• **DESCRIPTION OF THE TASK**
Reproduce all of the records below, replacing "this photo" with "this image" and leaving everything else unchanged.

>>>

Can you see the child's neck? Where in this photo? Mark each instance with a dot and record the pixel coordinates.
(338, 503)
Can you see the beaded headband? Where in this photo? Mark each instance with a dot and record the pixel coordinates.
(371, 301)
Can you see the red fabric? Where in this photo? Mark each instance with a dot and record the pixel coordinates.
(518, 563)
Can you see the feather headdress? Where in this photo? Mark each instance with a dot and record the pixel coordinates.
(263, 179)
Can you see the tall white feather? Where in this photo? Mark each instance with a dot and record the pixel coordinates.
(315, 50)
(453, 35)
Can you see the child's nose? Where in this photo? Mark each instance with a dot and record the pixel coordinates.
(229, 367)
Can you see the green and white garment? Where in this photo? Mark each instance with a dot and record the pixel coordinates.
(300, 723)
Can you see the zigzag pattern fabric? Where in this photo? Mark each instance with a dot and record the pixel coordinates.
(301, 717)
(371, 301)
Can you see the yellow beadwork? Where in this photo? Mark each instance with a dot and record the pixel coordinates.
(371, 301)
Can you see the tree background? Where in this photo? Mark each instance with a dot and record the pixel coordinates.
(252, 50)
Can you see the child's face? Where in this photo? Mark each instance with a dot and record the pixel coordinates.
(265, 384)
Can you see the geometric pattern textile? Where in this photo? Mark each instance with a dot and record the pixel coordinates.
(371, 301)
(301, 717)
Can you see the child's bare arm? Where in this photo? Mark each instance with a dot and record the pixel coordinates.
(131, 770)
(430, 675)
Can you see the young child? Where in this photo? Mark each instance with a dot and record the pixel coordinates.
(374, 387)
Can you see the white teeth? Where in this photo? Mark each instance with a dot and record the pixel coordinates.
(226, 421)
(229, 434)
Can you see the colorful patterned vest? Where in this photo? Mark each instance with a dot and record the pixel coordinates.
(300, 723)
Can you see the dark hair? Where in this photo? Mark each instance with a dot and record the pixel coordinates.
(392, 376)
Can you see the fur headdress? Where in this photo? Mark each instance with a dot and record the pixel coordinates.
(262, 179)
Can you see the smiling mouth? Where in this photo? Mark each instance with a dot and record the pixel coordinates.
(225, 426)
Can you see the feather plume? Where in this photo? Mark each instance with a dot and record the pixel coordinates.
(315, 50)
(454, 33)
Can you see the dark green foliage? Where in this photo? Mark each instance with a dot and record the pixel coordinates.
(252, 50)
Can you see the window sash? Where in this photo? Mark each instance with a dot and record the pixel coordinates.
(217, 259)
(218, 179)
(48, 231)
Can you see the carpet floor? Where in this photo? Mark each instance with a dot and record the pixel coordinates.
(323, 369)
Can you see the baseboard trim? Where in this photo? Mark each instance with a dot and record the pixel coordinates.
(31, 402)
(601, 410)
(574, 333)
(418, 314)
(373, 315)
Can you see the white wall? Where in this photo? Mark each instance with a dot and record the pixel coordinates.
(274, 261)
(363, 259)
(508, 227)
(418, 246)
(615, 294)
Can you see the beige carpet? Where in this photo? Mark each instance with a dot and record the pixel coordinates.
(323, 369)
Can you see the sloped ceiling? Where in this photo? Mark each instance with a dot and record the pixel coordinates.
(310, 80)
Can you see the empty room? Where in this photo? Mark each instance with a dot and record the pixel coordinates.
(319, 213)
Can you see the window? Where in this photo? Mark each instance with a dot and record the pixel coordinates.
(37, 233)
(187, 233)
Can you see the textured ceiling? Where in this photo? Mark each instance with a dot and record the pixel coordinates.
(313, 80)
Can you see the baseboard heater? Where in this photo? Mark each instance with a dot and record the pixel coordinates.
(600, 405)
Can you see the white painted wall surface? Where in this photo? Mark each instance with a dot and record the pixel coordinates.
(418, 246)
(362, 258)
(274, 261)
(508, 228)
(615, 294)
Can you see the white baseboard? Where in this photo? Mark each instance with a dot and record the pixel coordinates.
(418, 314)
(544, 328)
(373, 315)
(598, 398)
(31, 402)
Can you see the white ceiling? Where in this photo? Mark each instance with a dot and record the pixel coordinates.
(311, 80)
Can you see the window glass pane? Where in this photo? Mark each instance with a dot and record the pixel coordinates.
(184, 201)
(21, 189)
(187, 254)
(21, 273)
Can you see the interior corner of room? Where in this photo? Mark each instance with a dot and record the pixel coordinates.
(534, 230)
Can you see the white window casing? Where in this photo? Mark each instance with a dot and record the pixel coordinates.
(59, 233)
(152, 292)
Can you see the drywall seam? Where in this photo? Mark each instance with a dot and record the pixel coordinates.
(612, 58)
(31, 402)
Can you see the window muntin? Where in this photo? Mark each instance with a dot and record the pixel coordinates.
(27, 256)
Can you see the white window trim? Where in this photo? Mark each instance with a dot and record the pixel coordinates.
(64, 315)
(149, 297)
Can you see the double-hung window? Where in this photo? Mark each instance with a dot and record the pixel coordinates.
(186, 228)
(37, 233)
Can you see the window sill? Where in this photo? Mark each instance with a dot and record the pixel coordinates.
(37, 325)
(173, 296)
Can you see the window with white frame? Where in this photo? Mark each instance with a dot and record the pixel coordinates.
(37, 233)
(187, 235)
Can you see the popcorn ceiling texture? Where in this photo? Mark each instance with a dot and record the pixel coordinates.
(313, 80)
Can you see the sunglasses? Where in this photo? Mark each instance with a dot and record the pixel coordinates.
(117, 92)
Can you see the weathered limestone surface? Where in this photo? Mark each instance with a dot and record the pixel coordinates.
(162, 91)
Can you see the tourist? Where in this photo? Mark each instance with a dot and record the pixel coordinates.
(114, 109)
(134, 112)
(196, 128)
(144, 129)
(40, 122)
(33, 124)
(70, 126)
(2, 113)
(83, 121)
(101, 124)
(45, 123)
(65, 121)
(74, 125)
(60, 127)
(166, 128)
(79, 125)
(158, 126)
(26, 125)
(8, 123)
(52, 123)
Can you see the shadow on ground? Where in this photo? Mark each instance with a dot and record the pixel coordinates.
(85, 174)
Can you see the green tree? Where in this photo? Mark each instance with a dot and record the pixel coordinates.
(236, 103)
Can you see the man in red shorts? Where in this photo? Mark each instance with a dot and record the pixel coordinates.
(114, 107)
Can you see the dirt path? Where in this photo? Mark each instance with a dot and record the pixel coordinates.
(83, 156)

<<<

• **RESULT FOR THIS TASK**
Can you see the child's neck? Where in this image? Mark each instance with a dot and record the pixel coordinates.
(338, 503)
Can you see the beaded headband? Where in this image? Mark each instance with a dot and record the pixel coordinates.
(371, 301)
Can you see the red fabric? Where in this image? Mark each instance with a dot and record the pixel coordinates.
(518, 563)
Can you see the feather headdress? Where in this image? Mark each instance with a dot and record the pixel coordinates.
(263, 179)
Can you see the tall white feather? Where in this image? Mark each instance with a dot and record the pixel coordinates.
(315, 50)
(453, 35)
Can you see the child's nose? Where in this image? Mark each instance with a dot and record the pixel coordinates.
(229, 367)
Can you see the green and white garment? Where in this image? Mark each instance with a dot and record the pixel coordinates.
(300, 723)
Can you see the zigzag pattern fabric? Where in this image? Mark each instance with a dot and record the pixel coordinates.
(301, 717)
(371, 301)
Can you see the yellow beadwork? Where in this image? Mark each instance with a dot and record the pixel coordinates.
(371, 301)
Can you see the tree background? Where in this image? Mark each instance with a dot and record the pixel coordinates.
(252, 50)
Can you see the child's face? Where in this image? Mark each instance with a dot and record the pixel coordinates.
(265, 384)
Can you see the geometric pattern textile? Where in this image? Mark each instance with a dot and record the pixel coordinates.
(371, 301)
(301, 717)
Can you see the child's bare arm? Where in this image? Mark each instance with a dot and record the pixel coordinates.
(131, 770)
(430, 675)
Can you see the young child? Where in this image? Mark each instance with a dot and record the pixel coordinates.
(374, 387)
Can you see the white teeth? Where in this image? Mark each instance with a dot and record the pixel coordinates.
(226, 421)
(229, 434)
Can you see the colorful patterned vest? Where in this image? Mark each instance with a dot and record the pixel coordinates.
(300, 723)
Can you see the dark hair? Where in this image? Mark each instance with a dot and record the pixel coordinates.
(392, 376)
Can you see the fur headdress? Where in this image? Mark each instance with a dot and record the pixel coordinates.
(262, 179)
Can you see the smiling mouth? Where in this image? Mark each instance with a dot and record the pixel coordinates.
(225, 426)
Can you see the feather plume? Where in this image? Mark each instance with a dot and record the pixel coordinates.
(315, 50)
(454, 33)
Can you see the dark green foliage? Where in this image? Mark each instance with a dot and record the pixel coordinates.
(252, 50)
Can you see the window sash? Where in this image? Mark each instance with a dot and record the pixel coordinates.
(217, 259)
(218, 179)
(48, 231)
Can you see the carpet floor? Where in this image? Mark each instance with a dot and record the pixel coordinates.
(323, 369)
Can you see the baseboard trim? Where in this image? Mark each instance with a dot and record the pixel coordinates.
(31, 402)
(601, 410)
(574, 333)
(418, 314)
(373, 315)
Can you see the white wall? Where in this image? Mark each instance with a dot and record the pixel coordinates.
(274, 261)
(363, 259)
(508, 227)
(418, 246)
(615, 294)
Can you see the beige carpet? Where in this image? Mark each instance with a dot and record the pixel coordinates.
(323, 369)
Can you see the sloped ceiling? Where in this image? Mark each instance with a dot and record the pixel coordinates.
(310, 80)
Can you see the empty room? Where in this image? Mark each instance with a dot and record the pixel coordinates.
(319, 213)
Can you see the window? Where in this image? Mark each instance with a dot and record the pixel coordinates.
(37, 233)
(187, 233)
Can you see the textured ceiling? Where in this image? Mark each instance with a dot and record the pixel coordinates.
(313, 80)
Can you see the baseboard heater? Where in this image? Mark each instance with a dot and record the pixel coordinates.
(600, 405)
Can you see the white painted wall surface? Where in this image? Mark each instance with a dot and record the pixel coordinates.
(418, 246)
(362, 258)
(274, 261)
(508, 228)
(615, 294)
Can you see the white baseboard? Where in this image? Mark each instance with a dot and record the pixel coordinates.
(418, 314)
(544, 328)
(373, 315)
(598, 398)
(31, 402)
Can you see the white ceiling? Where in this image? Mark each instance with a dot and record the pixel coordinates.
(311, 80)
Can you see the window glass pane? Where in this image? Mark each instance with a dot and record the pixel coordinates.
(184, 201)
(21, 189)
(187, 254)
(21, 273)
Can you see the interior corner of room? Where in this image? Mark each instance with a dot and record the pixel coordinates.
(534, 230)
Can you see the white window casing? Where in this image? Mark each instance with a dot and record the pixel coordinates.
(59, 233)
(152, 292)
Can you see the drywall seam? Where in this image? Mark each instance with a dot and record the pixel coordinates.
(612, 58)
(31, 402)
Can you see the window muntin? Where in this image? Mark each instance with a dot and record the pixel coordinates.
(27, 256)
Can you see the white window trim? Where in this image? Mark each instance with a dot and record the pixel coordinates.
(64, 315)
(149, 297)
Can you see the double-hung window? Where in this image? Mark each instance with a dot and record the pixel coordinates.
(186, 228)
(37, 233)
Can you see the window sill? Where in this image? Mark each instance with a dot and record the pixel coordinates.
(37, 325)
(173, 296)
Can you see the window with white frame? Where in this image? Mark each instance with a dot and record the pixel coordinates.
(37, 233)
(187, 235)
Can you see the popcorn ceiling texture? Where in this image? Mark each instance with a dot and record the pixel coordinates.
(313, 80)
Can you see the sunglasses? Where in this image? Mark each instance with a dot and record the pixel coordinates.
(117, 92)
Can you see the weathered limestone surface? Where in this image? Mark each instance with a dot and record the pixel coordinates.
(162, 91)
Can you see the tourist? Where in this image? Mark each instance with a dot and record the pixel coordinates.
(114, 109)
(134, 112)
(196, 128)
(144, 129)
(40, 122)
(33, 124)
(70, 126)
(2, 113)
(83, 121)
(101, 124)
(45, 123)
(65, 121)
(74, 125)
(60, 127)
(166, 128)
(79, 125)
(158, 126)
(26, 125)
(8, 123)
(52, 123)
Can you see the shadow on ground? Where in this image? Mark each instance with a dot and record the pixel coordinates.
(85, 174)
Can you see the green tree? Where in this image? Mark each instance with a dot and record the pixel coordinates.
(236, 103)
Can you see the man in red shorts? Where in this image? Mark each instance with a dot and record the pixel coordinates.
(114, 107)
Can you see the dirt path? Where in this image? Mark each instance with a dot and record the pixel coordinates.
(83, 156)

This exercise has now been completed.